Exercise brief: Omit the pictures, then write out every entry exactly as it reads.

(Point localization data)
==================================================

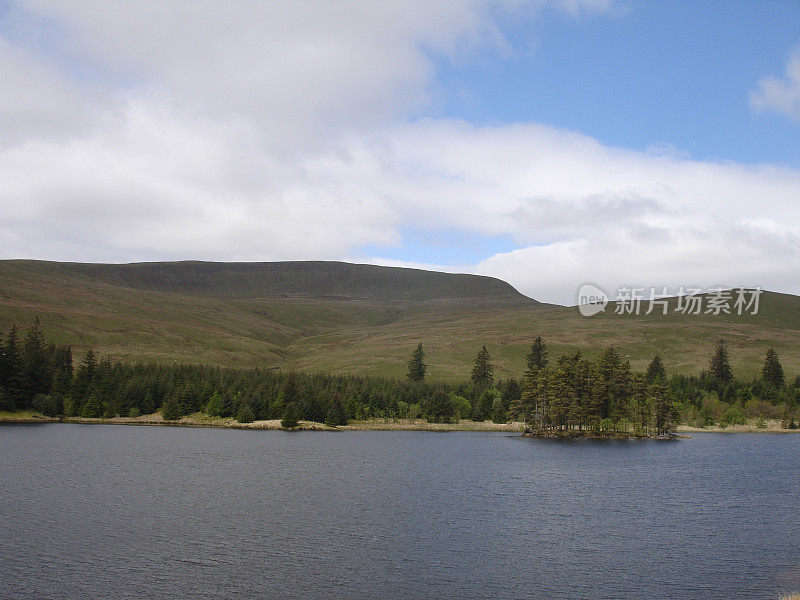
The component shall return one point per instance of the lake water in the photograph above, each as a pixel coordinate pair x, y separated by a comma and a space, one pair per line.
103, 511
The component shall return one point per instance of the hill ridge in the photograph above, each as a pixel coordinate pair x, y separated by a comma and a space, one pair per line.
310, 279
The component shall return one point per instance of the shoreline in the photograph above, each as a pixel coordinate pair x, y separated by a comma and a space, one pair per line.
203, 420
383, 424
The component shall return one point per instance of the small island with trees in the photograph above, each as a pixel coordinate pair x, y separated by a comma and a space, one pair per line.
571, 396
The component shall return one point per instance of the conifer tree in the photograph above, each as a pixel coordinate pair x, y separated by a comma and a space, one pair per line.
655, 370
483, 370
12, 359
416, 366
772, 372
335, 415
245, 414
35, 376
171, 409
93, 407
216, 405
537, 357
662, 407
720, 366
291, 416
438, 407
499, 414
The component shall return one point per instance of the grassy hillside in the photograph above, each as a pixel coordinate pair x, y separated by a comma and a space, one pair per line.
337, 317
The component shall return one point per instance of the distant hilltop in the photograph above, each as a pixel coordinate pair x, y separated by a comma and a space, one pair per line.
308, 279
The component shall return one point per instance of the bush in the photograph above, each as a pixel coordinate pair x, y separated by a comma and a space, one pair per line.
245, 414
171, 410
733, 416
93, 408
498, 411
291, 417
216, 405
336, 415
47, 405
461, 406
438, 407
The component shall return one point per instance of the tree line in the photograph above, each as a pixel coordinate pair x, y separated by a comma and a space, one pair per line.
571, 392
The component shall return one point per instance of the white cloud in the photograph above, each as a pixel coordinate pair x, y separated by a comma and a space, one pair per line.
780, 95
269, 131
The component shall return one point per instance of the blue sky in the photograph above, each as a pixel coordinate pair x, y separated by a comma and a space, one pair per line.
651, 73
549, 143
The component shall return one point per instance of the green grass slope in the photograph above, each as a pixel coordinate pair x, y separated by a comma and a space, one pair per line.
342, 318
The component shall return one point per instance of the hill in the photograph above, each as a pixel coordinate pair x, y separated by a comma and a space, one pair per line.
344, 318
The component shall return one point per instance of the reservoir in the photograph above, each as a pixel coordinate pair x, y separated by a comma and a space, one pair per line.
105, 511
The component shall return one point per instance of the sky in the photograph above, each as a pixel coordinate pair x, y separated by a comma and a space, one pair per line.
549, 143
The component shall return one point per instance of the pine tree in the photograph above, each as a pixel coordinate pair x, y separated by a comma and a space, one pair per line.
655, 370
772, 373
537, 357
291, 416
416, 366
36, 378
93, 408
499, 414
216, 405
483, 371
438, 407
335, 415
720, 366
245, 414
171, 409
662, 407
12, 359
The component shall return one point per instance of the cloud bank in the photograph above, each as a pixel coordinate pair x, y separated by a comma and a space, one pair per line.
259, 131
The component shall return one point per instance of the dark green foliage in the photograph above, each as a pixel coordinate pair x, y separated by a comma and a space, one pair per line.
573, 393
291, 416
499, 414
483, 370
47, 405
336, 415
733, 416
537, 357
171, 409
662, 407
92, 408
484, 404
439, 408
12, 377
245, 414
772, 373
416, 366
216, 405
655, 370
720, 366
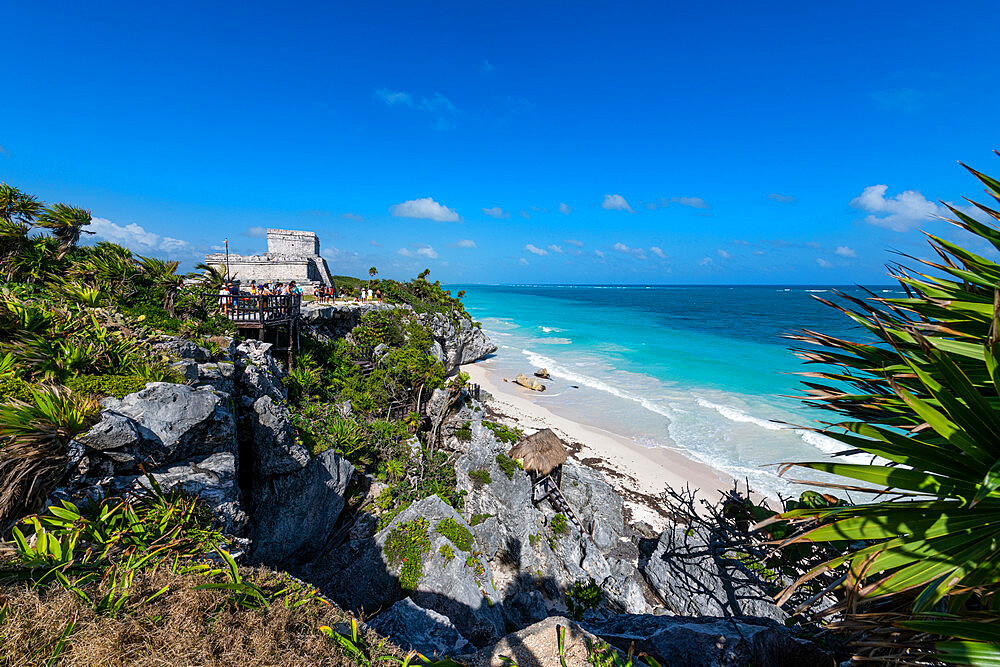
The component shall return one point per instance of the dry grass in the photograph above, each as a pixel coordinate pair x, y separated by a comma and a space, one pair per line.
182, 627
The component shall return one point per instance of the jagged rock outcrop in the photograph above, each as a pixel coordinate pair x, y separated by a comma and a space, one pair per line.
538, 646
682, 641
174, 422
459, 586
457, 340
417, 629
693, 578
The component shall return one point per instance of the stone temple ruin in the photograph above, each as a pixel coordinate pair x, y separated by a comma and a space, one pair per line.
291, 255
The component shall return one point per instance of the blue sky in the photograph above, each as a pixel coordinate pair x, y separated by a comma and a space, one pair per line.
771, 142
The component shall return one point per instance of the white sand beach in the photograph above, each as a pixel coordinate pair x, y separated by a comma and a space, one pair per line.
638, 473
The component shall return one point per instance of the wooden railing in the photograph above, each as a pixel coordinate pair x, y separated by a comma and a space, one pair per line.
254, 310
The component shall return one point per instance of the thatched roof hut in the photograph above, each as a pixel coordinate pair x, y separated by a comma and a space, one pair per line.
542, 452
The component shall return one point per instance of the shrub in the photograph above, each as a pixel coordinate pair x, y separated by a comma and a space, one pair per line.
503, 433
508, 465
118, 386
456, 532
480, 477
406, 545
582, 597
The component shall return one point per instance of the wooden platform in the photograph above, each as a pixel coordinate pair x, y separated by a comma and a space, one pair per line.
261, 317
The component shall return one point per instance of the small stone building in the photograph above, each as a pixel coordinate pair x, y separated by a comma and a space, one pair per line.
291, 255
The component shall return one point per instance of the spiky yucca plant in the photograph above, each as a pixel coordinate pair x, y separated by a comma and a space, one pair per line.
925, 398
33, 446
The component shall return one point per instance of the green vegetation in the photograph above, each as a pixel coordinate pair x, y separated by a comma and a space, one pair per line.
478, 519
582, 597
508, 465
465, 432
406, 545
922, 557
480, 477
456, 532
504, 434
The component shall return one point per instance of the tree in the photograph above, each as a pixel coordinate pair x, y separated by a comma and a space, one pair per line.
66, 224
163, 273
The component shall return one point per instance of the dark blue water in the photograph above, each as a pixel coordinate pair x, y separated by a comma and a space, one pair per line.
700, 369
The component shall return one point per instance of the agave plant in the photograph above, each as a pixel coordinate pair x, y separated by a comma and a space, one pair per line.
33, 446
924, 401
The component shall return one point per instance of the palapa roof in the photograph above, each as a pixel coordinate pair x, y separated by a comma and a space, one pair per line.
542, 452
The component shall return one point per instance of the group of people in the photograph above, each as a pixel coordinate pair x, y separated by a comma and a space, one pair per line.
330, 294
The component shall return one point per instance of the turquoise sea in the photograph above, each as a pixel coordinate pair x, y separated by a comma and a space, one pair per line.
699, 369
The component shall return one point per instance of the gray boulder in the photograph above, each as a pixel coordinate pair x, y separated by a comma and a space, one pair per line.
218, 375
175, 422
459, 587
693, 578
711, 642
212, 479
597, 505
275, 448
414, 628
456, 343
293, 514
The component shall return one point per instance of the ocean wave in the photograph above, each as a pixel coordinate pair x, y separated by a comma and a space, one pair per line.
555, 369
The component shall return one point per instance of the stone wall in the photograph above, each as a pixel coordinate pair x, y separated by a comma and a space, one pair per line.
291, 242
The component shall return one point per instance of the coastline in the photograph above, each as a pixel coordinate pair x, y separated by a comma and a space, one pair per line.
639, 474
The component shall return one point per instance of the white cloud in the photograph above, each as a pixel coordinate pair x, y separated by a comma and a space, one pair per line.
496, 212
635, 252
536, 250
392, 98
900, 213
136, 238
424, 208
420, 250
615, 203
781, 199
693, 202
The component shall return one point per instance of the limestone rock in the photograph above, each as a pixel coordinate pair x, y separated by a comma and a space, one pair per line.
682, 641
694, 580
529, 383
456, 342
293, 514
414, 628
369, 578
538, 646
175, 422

==================================================

Exercise answer:
The component shall return one point per instance of the lake water in the photograph above, each as a pixel coordinate pair x, y separated by a comma and a space, one pair per line.
103, 511
The component shall return one point per instance of the hill ridge in the photograph above, each as a pixel coordinate pair x, y separated by a comma and a space, one pair per line.
310, 279
The component shall return one point per instance of the shoreline in the photograph above, each as a pixel coordinate pair x, y separated by a comma and a space, one pair per line.
203, 420
383, 424
The component shall return one point per instance of the small island with trees in the photograph above, each as a pixel coordinate pair x, y separated by a comma and a space, one pair per line.
571, 396
The component shall return one point per instance of the conifer tree in the photograph above, each as a pixel coordinate pair x, y separated by a comma and a space, one pair per line.
655, 370
483, 370
12, 359
416, 366
772, 372
335, 415
245, 414
35, 376
171, 409
93, 407
216, 405
537, 357
662, 407
720, 366
291, 416
438, 407
499, 414
The component shall return one point per instance of the grassy hillside in the photograph above, each as a pixel coordinate pair x, y separated by a comma and a space, one pair per line.
337, 317
The component shall return one point per instance of the distant hilltop in the photograph above, each as a pixel coordinate pair x, y separated by a comma and a space, one pair per line.
308, 279
The component shall return one point per instance of the bush in the photograph above, each as a pixel coordinate pair x, y separated by a comma and a space, one pair per line.
245, 414
171, 410
733, 416
93, 408
498, 411
291, 417
216, 405
336, 415
47, 405
461, 406
438, 407
The component shall return one point per instance of the tree line in the photograph above, each as a pixel coordinate pair x, y separated by a comma and a space, one pair per line.
571, 392
The component shall return one point per instance of the white cloud in the photograph above, each as a pixel coordinate pair x, y separated by a comma and a space, one pair per line.
780, 95
269, 131
The component shall return one point per instance of the blue sky in the photograph above, each as a pixel coordinate pair x, y separated by a comma and a space, one pair per line.
651, 73
549, 143
The component shall return one point per instance of the green grass slope in the photograph above, each as a pixel coordinate pair x, y separated by a comma and a space, one pair per line.
342, 318
The component shall return one point per instance of the hill in the photograph above, each as a pixel coordinate pair x, y separated by a comma and a space, one pair per line.
344, 318
The component shall return one point per instance of the reservoir in the photograph above, each as a pixel coordinate pair x, y separated by a comma and a space, one pair per line.
105, 511
The component shall return one point per instance of the sky in the photograph above, each as a pixel coordinate pair x, y separated by a comma and a space, one pair per line.
549, 143
The component shall return one point per instance of the pine tree in the photograph above, each as a pixel coordinate pair x, y separated by a comma and a space, one pair per line.
655, 370
772, 373
537, 357
291, 416
416, 366
36, 378
93, 408
499, 414
216, 405
483, 371
438, 407
335, 415
720, 366
245, 414
171, 409
662, 407
12, 359
The component shall return one point per instance of the cloud bank in the photograph above, each as a pixel coordinate pair x, y separated by a comma and a space, one pair per line.
259, 131
The component shall return one point per instance of the dark green foliage in the photograph above, each as a pixel coordinate pair x, y separated by a comma and a space, one pair per line.
573, 393
291, 416
499, 414
483, 370
47, 405
336, 415
733, 416
537, 357
171, 409
662, 407
92, 408
484, 404
439, 408
12, 377
245, 414
772, 373
416, 366
216, 405
655, 370
720, 366
The component shall return one point per instance of the dry grass in the photograph above, each as a pixel coordinate pair x, y separated by a comma and a space, one pair per line.
182, 627
The component shall return one point per instance of the jagged rock outcrop in the photograph above, each as a pixel coordinate pair x, y separated by a comma and a space, one pair per line.
538, 646
682, 641
174, 422
459, 586
457, 340
417, 629
693, 578
The component shall return one point per instance of the stone temple ruin in the photograph above, each as a pixel coordinate pair x, y separated by a comma and a space, one pair per line.
291, 255
The component shall return one point per instance of the blue sky in the photograph above, each as a pixel coordinate pair x, y separated by a comma and a space, one pair per line.
771, 142
The component shall return one point per instance of the white sand beach in the photograph above, each as a pixel coordinate pair x, y separated by a comma and a space, one pair per line.
638, 473
The component shall return one point per instance of the wooden railing in the photograph above, each as a pixel coordinate pair x, y separated by a comma and a space, one pair per line.
254, 310
The component shall return one point per instance of the thatched roof hut in the photograph above, each as a pixel coordinate pair x, y separated by a comma and a space, one pair per line.
542, 452
The component shall return one point per instance of the shrub in the photograph above, each as a pixel coordinate pair x, y separated by a comma and a space, one pair per line.
503, 433
508, 465
118, 386
456, 532
480, 477
406, 545
582, 597
The component shall return one point per instance of the wooden platform in the photograph above, each as a pixel coordinate pair x, y separated by a comma and a space, one pair per line.
261, 317
The component shall return one point per instance of the small stone building in the photograph above, each as a pixel coordinate pair x, y separated by a comma and a space, one pair per line.
291, 255
The component shall return one point per instance of the spiky yucca plant in the photograph above, each as a pixel coordinate pair x, y separated by a comma and a space, one pair per line.
925, 398
33, 446
The component shall return one point per instance of the green vegetation in the photograph above, each as a pixel coordinate pair x, y separated by a comma and a space, one pair per line.
478, 519
582, 597
508, 465
465, 432
406, 545
922, 557
480, 477
456, 532
504, 434
The component shall return one point per instance of the tree in the photograph above, each as a pixel coordinate pair x, y separated by a comma and a space, one pair per line.
66, 224
163, 273
The component shall return one point per instance of the dark blue water in the photograph above, each as a pixel coordinate pair x, y separated by a comma and a space, one pair per line.
700, 369
The component shall return one point per instance of the agave plant in the photograph above, each as a pixel coordinate pair x, y separated by a comma and a space, one pair per line.
33, 446
924, 401
The component shall return one point per instance of the palapa roof in the photograph above, each as a pixel coordinate pair x, y separated by a comma and a space, one pair per line.
542, 452
The component shall return one point per instance of the group of people in the photograph above, each as a pixel coordinate pair x, y separated by a comma and a space, one pair per line.
330, 294
The component shall return one point per instance of the turquoise sea in the photograph above, each as a pixel coordinate pair x, y separated by a comma and a space, one pair per line.
699, 369
The component shall return one point per instance of the gray boulder in the photograph above, each as a pixel coordinate pair x, y separated by a comma and a space, one pair per line.
218, 375
175, 422
459, 587
693, 578
711, 642
212, 479
597, 505
275, 448
414, 628
456, 343
293, 514
The component shall return one point per instance of the ocean wave in the photograph above, each as a pixel coordinate pair x, y separated by a comma and a space, one pair per line.
555, 369
The component shall return one point per instance of the stone wall in the photograph above, each as a pixel coordinate pair x, y separated by a comma and a space, one pair per line.
291, 242
The component shall return one point per instance of the coastline in the photograph above, each as a pixel coordinate pair x, y separated by a comma and a space, one pair per line.
639, 474
The component shall return one point per instance of the white cloud in the photograph above, each as a pixel coordinate pair x, y separated by a comma and a space, one pair per line.
496, 212
635, 252
536, 250
392, 98
900, 213
136, 238
424, 208
420, 250
615, 203
781, 199
693, 202
The component shall return one point per instance of the limestone rock in the photograph above, each as a pixel coordinate pair x, y separated by a comma and a space, one pair per line.
682, 641
694, 580
529, 383
456, 342
293, 514
414, 628
369, 578
538, 646
175, 422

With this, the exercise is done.